Task to complete. Reproduce word for word the lines of the data below, starting at the line that contains "One point goes on every instance of the green shrub" and ending at the line that contains "x=656 y=325". Include both of those lines and nothing outside that span.
==== Dataset entries ====
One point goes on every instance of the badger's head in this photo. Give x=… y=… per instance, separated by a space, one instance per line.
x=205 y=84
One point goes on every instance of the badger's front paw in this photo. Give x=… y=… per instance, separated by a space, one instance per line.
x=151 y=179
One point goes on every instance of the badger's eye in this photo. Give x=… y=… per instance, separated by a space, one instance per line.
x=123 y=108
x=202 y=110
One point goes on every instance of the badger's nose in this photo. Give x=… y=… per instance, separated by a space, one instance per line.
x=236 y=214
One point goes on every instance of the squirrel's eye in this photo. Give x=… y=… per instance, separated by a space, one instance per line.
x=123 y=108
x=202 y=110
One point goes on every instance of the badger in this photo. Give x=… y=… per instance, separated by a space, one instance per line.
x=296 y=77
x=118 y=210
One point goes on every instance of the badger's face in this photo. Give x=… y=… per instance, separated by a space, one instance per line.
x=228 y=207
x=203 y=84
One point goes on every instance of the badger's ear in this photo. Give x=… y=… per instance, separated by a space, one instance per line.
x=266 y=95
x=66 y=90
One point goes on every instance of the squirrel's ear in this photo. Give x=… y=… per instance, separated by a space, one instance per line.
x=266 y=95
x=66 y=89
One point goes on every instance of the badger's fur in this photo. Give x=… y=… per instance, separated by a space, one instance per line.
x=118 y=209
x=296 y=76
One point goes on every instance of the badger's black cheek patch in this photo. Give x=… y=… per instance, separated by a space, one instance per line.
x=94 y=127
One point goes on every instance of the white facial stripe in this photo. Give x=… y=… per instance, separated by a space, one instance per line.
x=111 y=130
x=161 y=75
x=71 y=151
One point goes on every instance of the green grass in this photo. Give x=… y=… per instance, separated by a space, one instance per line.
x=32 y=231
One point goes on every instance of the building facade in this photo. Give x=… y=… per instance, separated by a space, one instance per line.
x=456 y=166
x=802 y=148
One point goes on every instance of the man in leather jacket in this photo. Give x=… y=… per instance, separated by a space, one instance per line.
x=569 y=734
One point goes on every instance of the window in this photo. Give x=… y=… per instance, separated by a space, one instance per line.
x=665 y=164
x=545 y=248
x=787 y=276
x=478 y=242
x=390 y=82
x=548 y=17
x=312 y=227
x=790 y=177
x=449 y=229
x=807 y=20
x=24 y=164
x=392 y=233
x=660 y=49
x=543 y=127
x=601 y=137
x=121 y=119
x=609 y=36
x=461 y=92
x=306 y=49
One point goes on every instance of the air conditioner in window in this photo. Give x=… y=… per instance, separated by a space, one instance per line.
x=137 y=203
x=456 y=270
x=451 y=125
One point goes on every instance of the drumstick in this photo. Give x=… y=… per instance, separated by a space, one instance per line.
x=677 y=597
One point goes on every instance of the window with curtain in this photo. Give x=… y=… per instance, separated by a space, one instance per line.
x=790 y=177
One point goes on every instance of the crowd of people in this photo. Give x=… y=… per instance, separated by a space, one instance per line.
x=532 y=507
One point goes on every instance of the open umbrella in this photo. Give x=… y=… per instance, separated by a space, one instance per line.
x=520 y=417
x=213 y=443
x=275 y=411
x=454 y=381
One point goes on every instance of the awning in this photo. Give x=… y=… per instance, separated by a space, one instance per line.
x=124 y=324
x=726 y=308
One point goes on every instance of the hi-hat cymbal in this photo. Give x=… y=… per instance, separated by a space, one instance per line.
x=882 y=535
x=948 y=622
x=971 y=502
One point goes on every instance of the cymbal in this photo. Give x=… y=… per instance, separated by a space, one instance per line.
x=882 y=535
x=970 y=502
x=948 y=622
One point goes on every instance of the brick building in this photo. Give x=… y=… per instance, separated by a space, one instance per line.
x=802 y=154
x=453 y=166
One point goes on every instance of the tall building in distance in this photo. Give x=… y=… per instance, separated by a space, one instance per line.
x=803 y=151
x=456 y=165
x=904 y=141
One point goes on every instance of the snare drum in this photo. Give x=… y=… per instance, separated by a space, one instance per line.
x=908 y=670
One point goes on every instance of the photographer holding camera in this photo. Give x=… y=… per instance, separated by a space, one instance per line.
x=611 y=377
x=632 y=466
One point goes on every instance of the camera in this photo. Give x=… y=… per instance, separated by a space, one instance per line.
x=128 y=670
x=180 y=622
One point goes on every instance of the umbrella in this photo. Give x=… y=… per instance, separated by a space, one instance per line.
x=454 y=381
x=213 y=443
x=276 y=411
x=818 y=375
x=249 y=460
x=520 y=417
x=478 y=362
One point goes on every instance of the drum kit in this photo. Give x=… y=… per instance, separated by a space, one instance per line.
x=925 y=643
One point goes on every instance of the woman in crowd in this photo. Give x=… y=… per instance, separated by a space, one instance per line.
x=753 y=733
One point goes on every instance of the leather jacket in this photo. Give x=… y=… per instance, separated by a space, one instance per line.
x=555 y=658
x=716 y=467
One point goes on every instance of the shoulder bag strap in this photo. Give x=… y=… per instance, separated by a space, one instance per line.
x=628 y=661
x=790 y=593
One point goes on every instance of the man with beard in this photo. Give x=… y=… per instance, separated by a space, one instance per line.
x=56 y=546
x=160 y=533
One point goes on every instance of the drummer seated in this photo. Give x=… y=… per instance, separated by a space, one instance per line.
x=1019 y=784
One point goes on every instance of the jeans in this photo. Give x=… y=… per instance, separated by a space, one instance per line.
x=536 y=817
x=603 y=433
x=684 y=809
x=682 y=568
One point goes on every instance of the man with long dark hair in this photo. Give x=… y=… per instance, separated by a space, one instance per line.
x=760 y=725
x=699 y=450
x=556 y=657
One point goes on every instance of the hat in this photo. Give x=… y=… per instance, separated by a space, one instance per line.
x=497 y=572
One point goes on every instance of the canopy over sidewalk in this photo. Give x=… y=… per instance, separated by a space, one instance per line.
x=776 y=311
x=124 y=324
====
==== Dataset entries ====
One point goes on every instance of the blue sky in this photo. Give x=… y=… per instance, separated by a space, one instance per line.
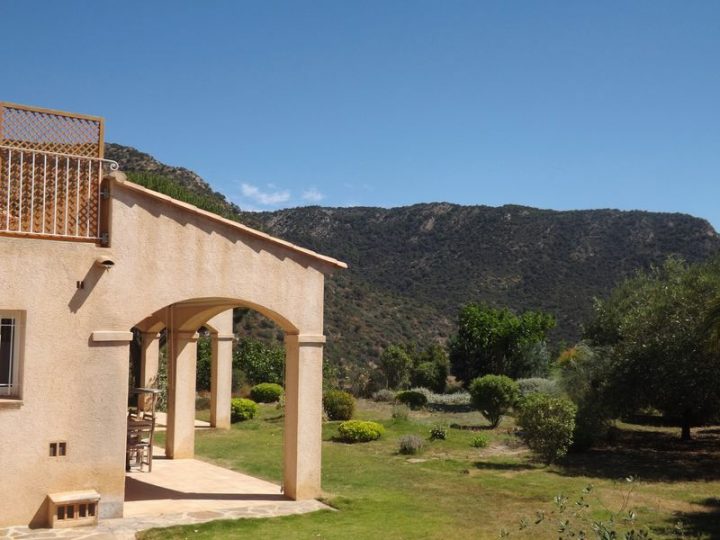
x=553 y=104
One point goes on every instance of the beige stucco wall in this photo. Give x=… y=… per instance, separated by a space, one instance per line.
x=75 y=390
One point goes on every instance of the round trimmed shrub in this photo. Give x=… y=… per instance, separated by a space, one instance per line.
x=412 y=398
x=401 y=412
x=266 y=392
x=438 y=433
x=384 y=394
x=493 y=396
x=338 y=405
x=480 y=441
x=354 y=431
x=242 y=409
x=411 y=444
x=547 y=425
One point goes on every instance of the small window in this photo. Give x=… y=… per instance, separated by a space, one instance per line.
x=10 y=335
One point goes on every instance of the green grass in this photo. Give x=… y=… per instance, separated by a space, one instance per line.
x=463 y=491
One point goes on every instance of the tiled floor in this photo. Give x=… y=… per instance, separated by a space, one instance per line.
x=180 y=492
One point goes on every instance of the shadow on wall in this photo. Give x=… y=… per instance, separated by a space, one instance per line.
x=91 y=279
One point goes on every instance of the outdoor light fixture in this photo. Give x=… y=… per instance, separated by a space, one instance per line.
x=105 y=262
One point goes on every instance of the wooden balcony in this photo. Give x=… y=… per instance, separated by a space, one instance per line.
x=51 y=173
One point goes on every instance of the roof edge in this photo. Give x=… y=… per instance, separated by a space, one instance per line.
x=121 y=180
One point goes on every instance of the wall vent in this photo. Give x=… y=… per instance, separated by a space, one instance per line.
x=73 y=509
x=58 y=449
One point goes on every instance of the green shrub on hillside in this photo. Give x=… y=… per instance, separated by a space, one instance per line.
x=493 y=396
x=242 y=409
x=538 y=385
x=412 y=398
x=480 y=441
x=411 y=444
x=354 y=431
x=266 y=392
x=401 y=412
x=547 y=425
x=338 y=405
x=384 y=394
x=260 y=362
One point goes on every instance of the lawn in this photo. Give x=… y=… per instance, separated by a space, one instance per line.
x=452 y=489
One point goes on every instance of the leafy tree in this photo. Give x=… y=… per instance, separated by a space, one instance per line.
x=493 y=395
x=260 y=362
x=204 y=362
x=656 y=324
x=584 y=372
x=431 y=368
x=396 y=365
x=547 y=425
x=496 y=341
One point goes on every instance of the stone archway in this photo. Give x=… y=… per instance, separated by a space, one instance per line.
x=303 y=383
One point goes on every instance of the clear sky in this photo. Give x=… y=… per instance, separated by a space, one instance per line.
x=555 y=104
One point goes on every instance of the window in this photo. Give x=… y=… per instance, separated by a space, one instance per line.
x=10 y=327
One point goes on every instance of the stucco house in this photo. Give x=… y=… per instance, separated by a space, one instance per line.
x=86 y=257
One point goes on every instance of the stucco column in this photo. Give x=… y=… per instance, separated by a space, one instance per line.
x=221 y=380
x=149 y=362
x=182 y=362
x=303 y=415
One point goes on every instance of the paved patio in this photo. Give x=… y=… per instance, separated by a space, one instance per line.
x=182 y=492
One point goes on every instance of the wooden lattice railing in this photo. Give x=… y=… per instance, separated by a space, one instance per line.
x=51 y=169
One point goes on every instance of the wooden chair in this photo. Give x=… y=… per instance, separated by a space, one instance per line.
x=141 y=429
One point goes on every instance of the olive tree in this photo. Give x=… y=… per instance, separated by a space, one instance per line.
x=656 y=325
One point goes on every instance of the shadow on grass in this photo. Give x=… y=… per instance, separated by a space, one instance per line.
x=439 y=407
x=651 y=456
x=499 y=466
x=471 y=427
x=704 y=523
====
==== Dataset entries ====
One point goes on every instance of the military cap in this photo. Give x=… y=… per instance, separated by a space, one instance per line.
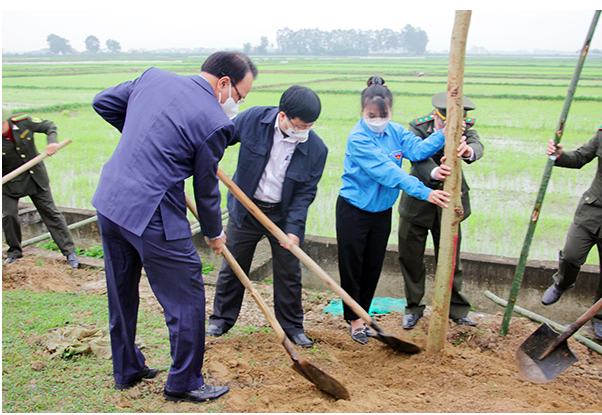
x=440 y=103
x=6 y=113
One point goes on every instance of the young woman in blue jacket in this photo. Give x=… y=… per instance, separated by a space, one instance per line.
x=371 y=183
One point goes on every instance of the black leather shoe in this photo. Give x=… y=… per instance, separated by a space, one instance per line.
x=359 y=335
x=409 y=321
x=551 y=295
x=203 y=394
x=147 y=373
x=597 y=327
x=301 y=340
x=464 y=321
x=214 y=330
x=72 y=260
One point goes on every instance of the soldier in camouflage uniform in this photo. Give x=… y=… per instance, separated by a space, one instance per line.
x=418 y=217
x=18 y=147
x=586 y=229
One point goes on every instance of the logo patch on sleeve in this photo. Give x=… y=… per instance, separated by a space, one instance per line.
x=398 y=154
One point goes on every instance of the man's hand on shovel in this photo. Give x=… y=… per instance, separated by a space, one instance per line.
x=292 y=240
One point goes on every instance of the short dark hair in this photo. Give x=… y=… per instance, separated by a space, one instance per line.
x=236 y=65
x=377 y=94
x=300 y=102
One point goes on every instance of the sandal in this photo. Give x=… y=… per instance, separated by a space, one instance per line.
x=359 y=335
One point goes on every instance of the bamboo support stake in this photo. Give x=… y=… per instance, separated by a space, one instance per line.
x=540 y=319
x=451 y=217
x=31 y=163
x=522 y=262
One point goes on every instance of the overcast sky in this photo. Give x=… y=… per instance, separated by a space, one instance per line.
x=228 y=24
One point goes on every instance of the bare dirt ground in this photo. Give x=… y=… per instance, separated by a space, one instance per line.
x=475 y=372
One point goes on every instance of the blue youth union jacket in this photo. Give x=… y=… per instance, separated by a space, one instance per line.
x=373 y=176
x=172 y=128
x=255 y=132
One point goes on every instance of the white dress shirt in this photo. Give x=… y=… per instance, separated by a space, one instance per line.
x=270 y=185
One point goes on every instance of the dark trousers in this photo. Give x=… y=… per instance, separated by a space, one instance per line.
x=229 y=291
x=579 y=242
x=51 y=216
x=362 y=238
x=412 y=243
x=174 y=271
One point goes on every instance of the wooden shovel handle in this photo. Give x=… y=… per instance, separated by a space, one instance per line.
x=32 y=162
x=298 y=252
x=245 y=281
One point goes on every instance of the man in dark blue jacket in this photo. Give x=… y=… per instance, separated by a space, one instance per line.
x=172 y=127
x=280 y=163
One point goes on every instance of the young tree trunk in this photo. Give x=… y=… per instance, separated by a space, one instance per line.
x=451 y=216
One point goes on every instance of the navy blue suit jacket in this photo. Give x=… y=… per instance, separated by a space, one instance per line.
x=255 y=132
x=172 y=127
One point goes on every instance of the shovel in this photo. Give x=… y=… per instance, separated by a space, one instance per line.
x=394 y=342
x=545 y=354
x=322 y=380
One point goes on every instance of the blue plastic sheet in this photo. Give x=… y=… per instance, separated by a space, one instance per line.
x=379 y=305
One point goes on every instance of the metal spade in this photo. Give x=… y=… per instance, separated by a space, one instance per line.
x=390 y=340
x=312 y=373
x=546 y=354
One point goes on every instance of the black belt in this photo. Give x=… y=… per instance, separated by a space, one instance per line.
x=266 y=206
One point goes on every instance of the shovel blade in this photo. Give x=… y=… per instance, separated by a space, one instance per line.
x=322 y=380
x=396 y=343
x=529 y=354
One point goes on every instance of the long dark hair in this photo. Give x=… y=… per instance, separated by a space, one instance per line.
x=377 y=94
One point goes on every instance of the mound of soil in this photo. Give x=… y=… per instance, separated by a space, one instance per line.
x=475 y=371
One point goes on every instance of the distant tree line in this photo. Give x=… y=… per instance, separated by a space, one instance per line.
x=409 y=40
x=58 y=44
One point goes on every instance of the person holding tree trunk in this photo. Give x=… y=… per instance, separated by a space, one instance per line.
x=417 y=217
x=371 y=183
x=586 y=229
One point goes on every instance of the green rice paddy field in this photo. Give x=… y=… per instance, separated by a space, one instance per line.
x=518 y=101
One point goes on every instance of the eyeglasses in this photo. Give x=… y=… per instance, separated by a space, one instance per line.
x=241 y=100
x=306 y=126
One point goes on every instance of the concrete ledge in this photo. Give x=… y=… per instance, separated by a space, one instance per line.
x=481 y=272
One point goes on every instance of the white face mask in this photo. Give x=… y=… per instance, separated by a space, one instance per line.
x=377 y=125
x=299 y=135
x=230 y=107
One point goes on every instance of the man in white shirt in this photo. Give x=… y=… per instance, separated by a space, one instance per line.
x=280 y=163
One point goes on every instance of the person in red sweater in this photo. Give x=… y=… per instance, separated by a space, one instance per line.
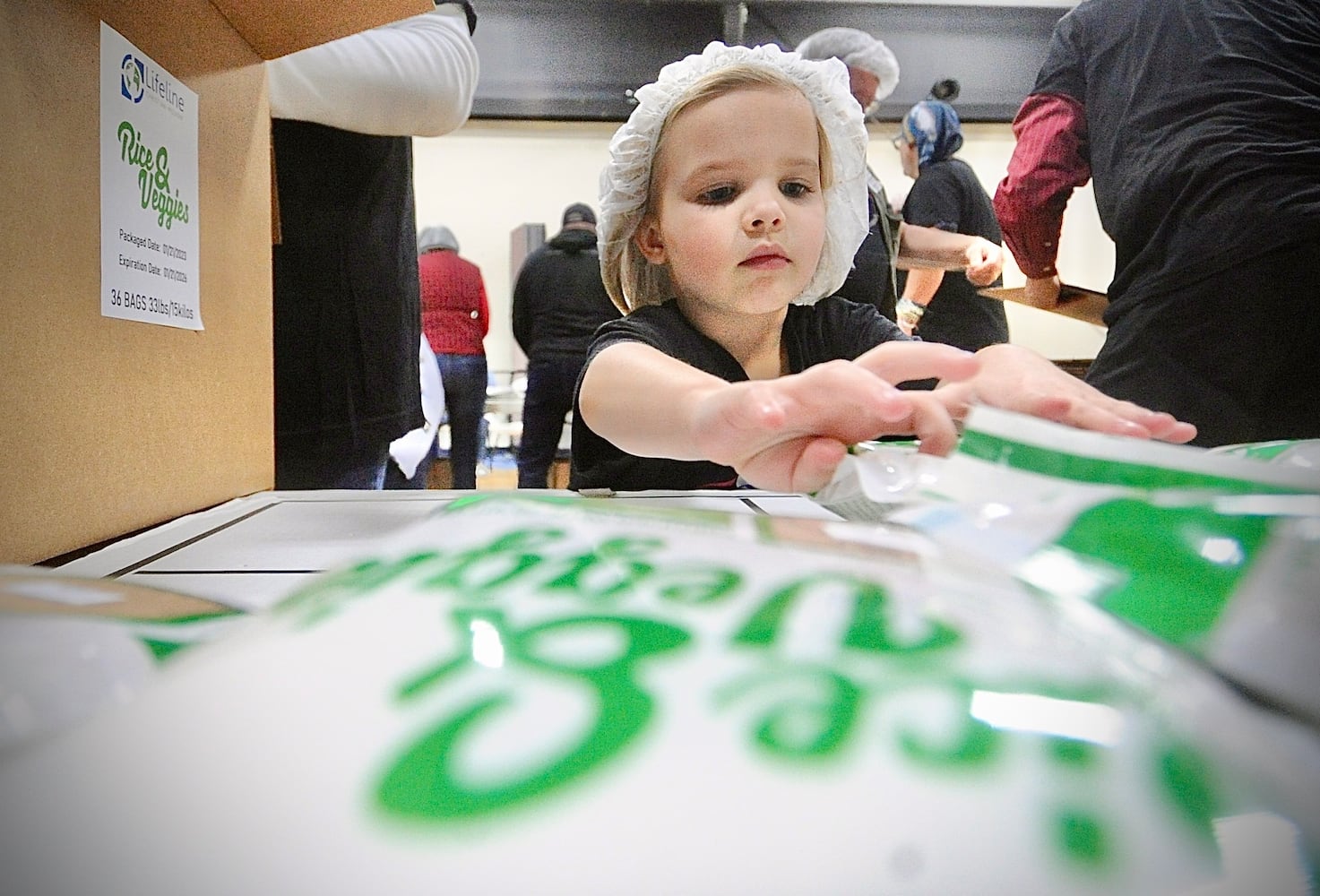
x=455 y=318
====
Written answer.
One point goes on every instance of the green shrub on hillside in this photo. Give x=… y=… per instance, separated by a space, one instance per line.
x=493 y=396
x=242 y=409
x=538 y=385
x=412 y=398
x=480 y=441
x=411 y=444
x=354 y=431
x=266 y=392
x=401 y=412
x=547 y=425
x=338 y=405
x=384 y=394
x=260 y=362
One point goes on every instance of the lawn in this photo. Give x=… y=… per instance, separated by a space, one instance per line.
x=452 y=489
One point goes on every instance of the leafy tree in this photo. Give x=… y=… per instance, separated by a space, one instance per line.
x=493 y=395
x=260 y=362
x=204 y=362
x=656 y=324
x=584 y=372
x=431 y=368
x=396 y=365
x=547 y=425
x=496 y=341
One point goes on every instance of the stone archway in this photo. Give x=… y=… per instance, separated by a space, one instance per line.
x=303 y=383
One point goes on every instance of the clear sky in this photo. Give x=… y=… per instance, separated by a space, one instance per line.
x=555 y=104
One point goes on every instance of the window in this photo. Give x=… y=… per instance, separated by a space, one instance per line.
x=10 y=327
One point goes on every instance of the stucco house in this photo. Give x=… y=… per instance, separated by a space, one instance per line.
x=86 y=257
One point goes on every instance of the stucco column in this photo. Give x=… y=… per instance, separated by a space, one instance per line.
x=221 y=380
x=149 y=362
x=182 y=362
x=303 y=415
One point goes on every instance of the paved patio in this photo. Give x=… y=… per instance, separated by a space, one instance per line.
x=182 y=492
One point goes on every instance of the wooden lattice railing in this photo. Give x=… y=… per instance, separated by a space, one instance per line.
x=51 y=169
One point goes on every instance of the wooden chair in this photo. Give x=… y=… per instance, separated by a space, one instance per line.
x=141 y=429
One point goes on every instance of the olive tree in this photo. Give x=… y=… per instance, separated by a space, one instance per line.
x=656 y=325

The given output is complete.